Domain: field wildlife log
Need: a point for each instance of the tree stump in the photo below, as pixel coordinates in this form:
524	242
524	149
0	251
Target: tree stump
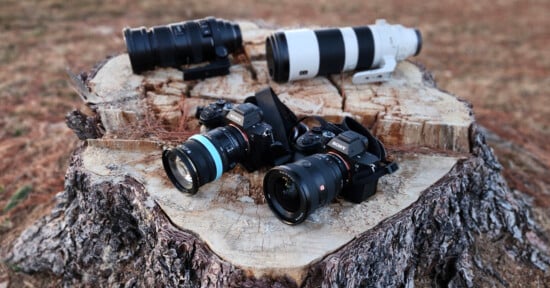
121	222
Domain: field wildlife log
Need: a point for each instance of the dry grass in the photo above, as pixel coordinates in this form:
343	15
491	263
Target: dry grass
492	53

▬▬▬▬▬▬▬▬▬▬

Task description -
Drop the pictures and reproduce the rest of the entries above exactly.

Answer to this exercise -
Domain: field wildlife log
Need: a point for each instance of the tree stump in the photo below, as pixel coordinates in this form:
524	242
524	149
0	251
Target: tree stump
121	222
Domain: field wildlife log
Need: a point for each instance of the dry grass in the photo above, as pixel coordinates in this form:
343	15
491	263
Target: dry grass
492	53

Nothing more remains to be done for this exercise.